Nothing should be omitted: restate the full listing word for word.

=-=-=-=-=

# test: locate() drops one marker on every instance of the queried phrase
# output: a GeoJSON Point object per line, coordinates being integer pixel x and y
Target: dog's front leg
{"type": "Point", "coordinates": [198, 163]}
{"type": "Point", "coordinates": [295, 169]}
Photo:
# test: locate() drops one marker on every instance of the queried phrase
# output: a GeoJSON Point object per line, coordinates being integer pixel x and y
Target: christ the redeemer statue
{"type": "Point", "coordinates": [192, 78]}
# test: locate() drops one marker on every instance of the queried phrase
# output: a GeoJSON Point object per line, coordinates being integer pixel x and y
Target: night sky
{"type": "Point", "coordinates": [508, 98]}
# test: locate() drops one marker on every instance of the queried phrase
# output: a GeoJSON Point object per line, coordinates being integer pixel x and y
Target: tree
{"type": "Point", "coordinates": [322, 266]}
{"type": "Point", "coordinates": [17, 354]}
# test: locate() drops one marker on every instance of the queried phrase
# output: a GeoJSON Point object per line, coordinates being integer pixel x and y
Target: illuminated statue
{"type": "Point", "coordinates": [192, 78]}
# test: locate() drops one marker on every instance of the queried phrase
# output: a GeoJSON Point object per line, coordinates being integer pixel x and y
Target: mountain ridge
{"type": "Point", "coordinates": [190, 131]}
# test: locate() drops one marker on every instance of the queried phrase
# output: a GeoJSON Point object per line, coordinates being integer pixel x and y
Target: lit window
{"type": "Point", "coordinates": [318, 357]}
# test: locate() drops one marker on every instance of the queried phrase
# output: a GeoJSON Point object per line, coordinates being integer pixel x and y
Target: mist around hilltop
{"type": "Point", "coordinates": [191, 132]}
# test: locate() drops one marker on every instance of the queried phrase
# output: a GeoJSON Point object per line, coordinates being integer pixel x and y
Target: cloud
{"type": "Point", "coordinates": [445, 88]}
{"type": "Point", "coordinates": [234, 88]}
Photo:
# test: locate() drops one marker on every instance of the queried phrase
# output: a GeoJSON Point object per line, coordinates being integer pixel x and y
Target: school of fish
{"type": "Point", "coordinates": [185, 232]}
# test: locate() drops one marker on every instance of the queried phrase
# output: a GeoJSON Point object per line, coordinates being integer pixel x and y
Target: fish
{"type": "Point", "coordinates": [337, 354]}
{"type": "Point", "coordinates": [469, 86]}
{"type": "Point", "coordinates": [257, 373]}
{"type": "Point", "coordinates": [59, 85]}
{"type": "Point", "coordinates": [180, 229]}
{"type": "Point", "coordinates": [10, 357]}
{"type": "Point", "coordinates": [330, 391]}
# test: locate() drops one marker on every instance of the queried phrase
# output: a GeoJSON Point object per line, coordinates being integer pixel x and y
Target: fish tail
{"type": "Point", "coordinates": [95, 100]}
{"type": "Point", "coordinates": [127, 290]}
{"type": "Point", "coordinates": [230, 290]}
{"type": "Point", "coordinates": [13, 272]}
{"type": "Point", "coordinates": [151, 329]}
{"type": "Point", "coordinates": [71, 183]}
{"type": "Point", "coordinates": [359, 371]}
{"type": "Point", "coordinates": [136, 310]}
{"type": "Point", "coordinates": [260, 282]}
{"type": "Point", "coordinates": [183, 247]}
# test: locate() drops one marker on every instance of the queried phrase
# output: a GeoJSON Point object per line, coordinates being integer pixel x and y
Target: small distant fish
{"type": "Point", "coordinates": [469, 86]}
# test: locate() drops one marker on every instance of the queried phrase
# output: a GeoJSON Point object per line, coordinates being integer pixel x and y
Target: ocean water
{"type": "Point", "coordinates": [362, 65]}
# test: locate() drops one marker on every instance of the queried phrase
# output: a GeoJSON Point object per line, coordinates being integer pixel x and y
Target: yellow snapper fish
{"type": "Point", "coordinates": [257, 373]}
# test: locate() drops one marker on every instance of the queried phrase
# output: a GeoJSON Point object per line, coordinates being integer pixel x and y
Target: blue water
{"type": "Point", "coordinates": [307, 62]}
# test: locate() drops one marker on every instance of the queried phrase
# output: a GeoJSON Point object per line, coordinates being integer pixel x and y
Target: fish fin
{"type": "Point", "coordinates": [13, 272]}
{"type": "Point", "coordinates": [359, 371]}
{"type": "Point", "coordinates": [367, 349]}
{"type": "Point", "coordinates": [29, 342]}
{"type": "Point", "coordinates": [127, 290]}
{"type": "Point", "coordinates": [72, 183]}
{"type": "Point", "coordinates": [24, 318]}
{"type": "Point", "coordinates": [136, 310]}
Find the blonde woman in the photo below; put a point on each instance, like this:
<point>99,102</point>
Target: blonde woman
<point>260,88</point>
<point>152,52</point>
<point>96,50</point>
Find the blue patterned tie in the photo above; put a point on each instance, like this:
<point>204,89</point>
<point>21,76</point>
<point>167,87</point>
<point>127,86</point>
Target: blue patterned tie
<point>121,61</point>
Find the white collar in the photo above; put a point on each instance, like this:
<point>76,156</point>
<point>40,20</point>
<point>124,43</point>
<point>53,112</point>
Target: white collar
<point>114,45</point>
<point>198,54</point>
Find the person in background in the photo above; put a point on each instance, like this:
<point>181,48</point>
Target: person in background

=-=-=-=-=

• [TASK ANSWER]:
# test: locate() drops one marker on every instance of the queried phrase
# output: a GeoJSON Point object per line, coordinates being integer pixel x and y
Target: dog's front leg
{"type": "Point", "coordinates": [198, 163]}
{"type": "Point", "coordinates": [295, 169]}
Photo:
# test: locate() drops one marker on every instance of the queried phrase
# output: a GeoJSON Point object per line, coordinates being integer pixel x and y
Target: christ the redeemer statue
{"type": "Point", "coordinates": [192, 78]}
# test: locate() drops one marker on every instance of the queried phrase
# output: a GeoJSON Point object per line, coordinates being integer pixel x and y
Target: night sky
{"type": "Point", "coordinates": [508, 98]}
# test: locate() drops one marker on every instance of the queried phrase
# output: a GeoJSON Point object per line, coordinates being integer pixel x and y
Target: tree
{"type": "Point", "coordinates": [322, 266]}
{"type": "Point", "coordinates": [17, 354]}
# test: locate() drops one marker on every instance of the queried phrase
# output: a GeoJSON Point object per line, coordinates being integer pixel x and y
Target: illuminated statue
{"type": "Point", "coordinates": [192, 78]}
# test: locate() drops one marker on every instance of the queried phrase
# output: a GeoJSON Point object per line, coordinates being integer pixel x and y
Target: mountain ridge
{"type": "Point", "coordinates": [190, 131]}
# test: locate() drops one marker on every instance of the queried phrase
# output: a GeoJSON Point object per line, coordinates being integer pixel x and y
Target: lit window
{"type": "Point", "coordinates": [318, 357]}
# test: locate() drops one marker on every instance of the queried phrase
# output: a GeoJSON Point object per line, coordinates being integer pixel x and y
Target: mist around hilltop
{"type": "Point", "coordinates": [191, 132]}
# test: locate() drops one marker on every instance of the queried phrase
# output: a GeoJSON Point object per line, coordinates being integer pixel x and y
Target: cloud
{"type": "Point", "coordinates": [445, 88]}
{"type": "Point", "coordinates": [234, 88]}
Photo:
# test: locate() drops one marker on every instance of the queried phrase
# output: a GeoJSON Point object per line, coordinates being integer pixel x and y
Target: school of fish
{"type": "Point", "coordinates": [185, 232]}
# test: locate() drops one marker on every instance of the queried phrase
# output: a GeoJSON Point object per line, coordinates being integer pixel x and y
Target: fish
{"type": "Point", "coordinates": [337, 354]}
{"type": "Point", "coordinates": [469, 86]}
{"type": "Point", "coordinates": [257, 373]}
{"type": "Point", "coordinates": [59, 85]}
{"type": "Point", "coordinates": [180, 229]}
{"type": "Point", "coordinates": [10, 357]}
{"type": "Point", "coordinates": [330, 391]}
# test: locate() drops one marker on every instance of the queried phrase
# output: a GeoJSON Point object per line, coordinates being integer pixel x and y
Target: fish tail
{"type": "Point", "coordinates": [95, 100]}
{"type": "Point", "coordinates": [127, 290]}
{"type": "Point", "coordinates": [230, 290]}
{"type": "Point", "coordinates": [13, 272]}
{"type": "Point", "coordinates": [151, 329]}
{"type": "Point", "coordinates": [71, 183]}
{"type": "Point", "coordinates": [359, 371]}
{"type": "Point", "coordinates": [136, 310]}
{"type": "Point", "coordinates": [260, 282]}
{"type": "Point", "coordinates": [183, 247]}
# test: locate() drops one marker on every instance of the queried phrase
# output: a GeoJSON Point object per line, coordinates being integer pixel x and y
Target: small distant fish
{"type": "Point", "coordinates": [469, 86]}
# test: locate() drops one marker on every instance of the queried phrase
# output: a GeoJSON Point object per line, coordinates being integer pixel x and y
Target: ocean water
{"type": "Point", "coordinates": [362, 65]}
# test: locate() drops one marker on every instance of the queried phrase
# output: a GeoJSON Point object per line, coordinates being integer pixel x and y
Target: yellow snapper fish
{"type": "Point", "coordinates": [257, 373]}
# test: locate() drops one marker on every instance of the queried phrase
# output: a GeoJSON Point object per line, coordinates being integer pixel x and y
Target: blue water
{"type": "Point", "coordinates": [307, 62]}
# test: locate() drops one marker on every instance of the queried phrase
# output: a GeoJSON Point object per line, coordinates being integer pixel x and y
Target: fish fin
{"type": "Point", "coordinates": [13, 272]}
{"type": "Point", "coordinates": [359, 371]}
{"type": "Point", "coordinates": [367, 349]}
{"type": "Point", "coordinates": [29, 342]}
{"type": "Point", "coordinates": [127, 290]}
{"type": "Point", "coordinates": [72, 183]}
{"type": "Point", "coordinates": [24, 318]}
{"type": "Point", "coordinates": [136, 310]}
Find the blonde woman in the photo below; put a point on each instance, like this:
<point>99,102</point>
Target: blonde woman
<point>260,88</point>
<point>152,52</point>
<point>96,50</point>
Find the blue patterned tie in the photo above; put a point on each instance, like this:
<point>204,89</point>
<point>21,76</point>
<point>167,87</point>
<point>127,86</point>
Target: blue patterned tie
<point>121,61</point>
Find the white collar in the photo above; put a point on each instance, like this:
<point>76,156</point>
<point>40,20</point>
<point>124,43</point>
<point>53,112</point>
Target: white collar
<point>114,45</point>
<point>198,54</point>
Find the person in background in the photo above; put a point on each instance, like this:
<point>181,48</point>
Target: person in background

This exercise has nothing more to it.